Maybe you have some ideas how to cope with this problem:

I'm trying to optimize assembler code for a complex DSP which is an
in-order superscalar processor (integer and load/store
pipeline). Before it decodes instructions (which might be 16- or
32-bit), they are fetched into a 64bit fetch buffer. Thus, the fetch
is aligned to 8byte addresses and in case an instruction at a branch
target goes beyond the 8byte-border (misalignment), the processor
stalls for additional cycles (extra transfer of control
penalties). The DSP supports also an instruction cache which makes
things even more complicated since multiple instructions are read from
the cache and again they might span over multiple lines leading to
extra cycles.

__Exercise tasks__:
a: List every distinct size, in bits or bytes, that the DSP post names.
b: Answer from the DSP post:
(i) What kind of processor is the DSP said to be?
(ii) What does the processor do when an instruction at a branch target goes beyond the 8byte-border?
(iii) What further feature does the DSP support that makes things even more complicated?

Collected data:
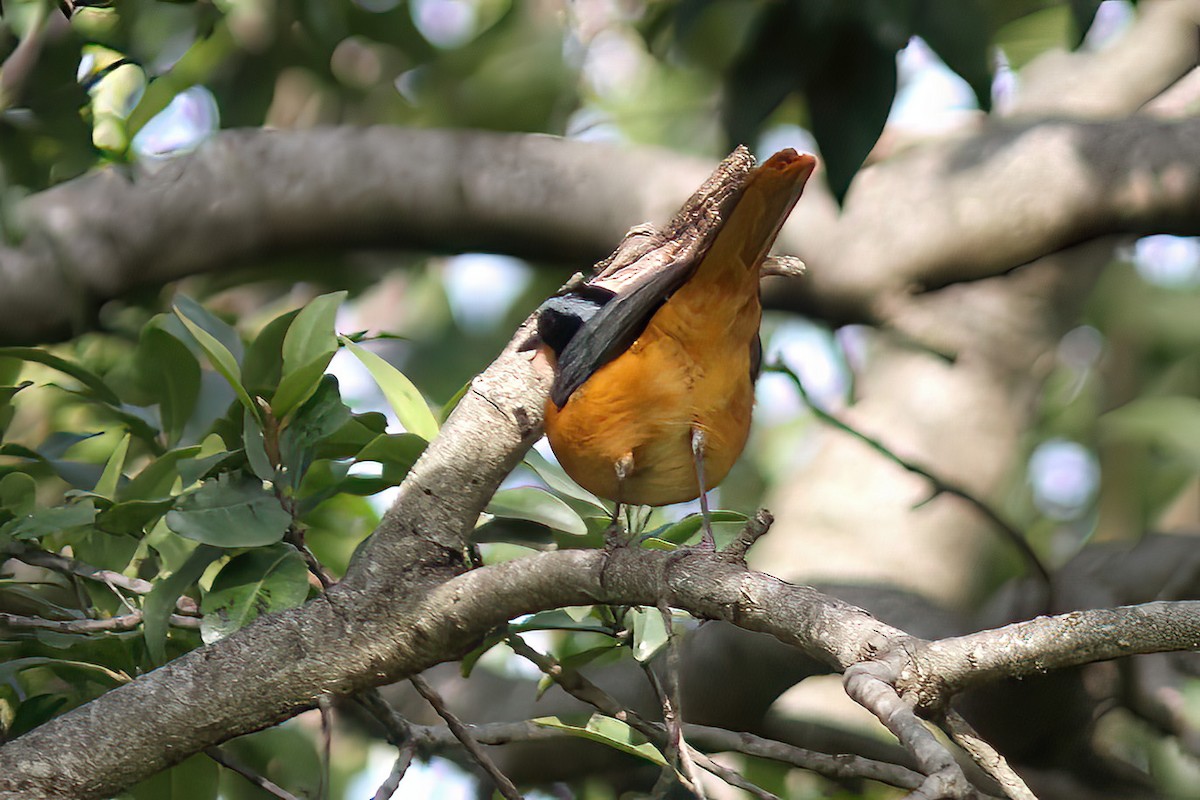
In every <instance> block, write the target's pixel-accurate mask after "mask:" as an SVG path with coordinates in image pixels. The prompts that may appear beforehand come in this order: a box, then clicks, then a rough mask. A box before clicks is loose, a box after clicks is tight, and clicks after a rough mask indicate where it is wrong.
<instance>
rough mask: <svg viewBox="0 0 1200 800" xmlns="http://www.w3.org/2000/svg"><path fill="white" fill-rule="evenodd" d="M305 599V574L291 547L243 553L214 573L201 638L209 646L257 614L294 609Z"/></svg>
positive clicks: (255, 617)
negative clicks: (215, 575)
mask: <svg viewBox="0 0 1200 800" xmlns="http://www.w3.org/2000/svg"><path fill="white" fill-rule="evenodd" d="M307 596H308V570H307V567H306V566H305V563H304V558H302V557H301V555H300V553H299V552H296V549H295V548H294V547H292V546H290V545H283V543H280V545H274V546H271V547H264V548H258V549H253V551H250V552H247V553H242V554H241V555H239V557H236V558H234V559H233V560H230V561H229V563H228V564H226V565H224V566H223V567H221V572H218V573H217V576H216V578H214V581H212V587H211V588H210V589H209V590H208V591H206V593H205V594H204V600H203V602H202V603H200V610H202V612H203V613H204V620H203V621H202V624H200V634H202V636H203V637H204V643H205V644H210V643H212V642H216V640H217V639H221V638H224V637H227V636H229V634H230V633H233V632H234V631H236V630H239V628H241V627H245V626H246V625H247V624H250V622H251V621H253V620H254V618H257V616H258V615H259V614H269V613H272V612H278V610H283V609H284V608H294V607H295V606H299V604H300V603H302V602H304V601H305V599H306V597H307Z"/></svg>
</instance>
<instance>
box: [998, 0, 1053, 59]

__Solutions__:
a: 16-bit, 32-bit, 64bit, 8byte

b:
(i) An in-order superscalar processor, with an integer and a load/store pipeline.
(ii) It stalls for additional cycles (extra transfer of control penalties).
(iii) An instruction cache.